==== Records
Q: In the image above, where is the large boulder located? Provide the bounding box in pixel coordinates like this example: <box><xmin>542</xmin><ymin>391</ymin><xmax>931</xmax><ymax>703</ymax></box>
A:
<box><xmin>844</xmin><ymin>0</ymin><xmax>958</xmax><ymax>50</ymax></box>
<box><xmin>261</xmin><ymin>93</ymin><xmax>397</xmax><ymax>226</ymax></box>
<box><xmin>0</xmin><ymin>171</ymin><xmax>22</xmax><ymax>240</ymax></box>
========
- What needs to be done -
The data above must be reproduced in full, exactly as given.

- Solution below -
Q: In the image above, where is the large boulder located? Provide the bounding box in pixel coordinates like this example: <box><xmin>542</xmin><ymin>391</ymin><xmax>931</xmax><ymax>703</ymax></box>
A:
<box><xmin>844</xmin><ymin>0</ymin><xmax>958</xmax><ymax>50</ymax></box>
<box><xmin>261</xmin><ymin>93</ymin><xmax>397</xmax><ymax>226</ymax></box>
<box><xmin>0</xmin><ymin>171</ymin><xmax>22</xmax><ymax>240</ymax></box>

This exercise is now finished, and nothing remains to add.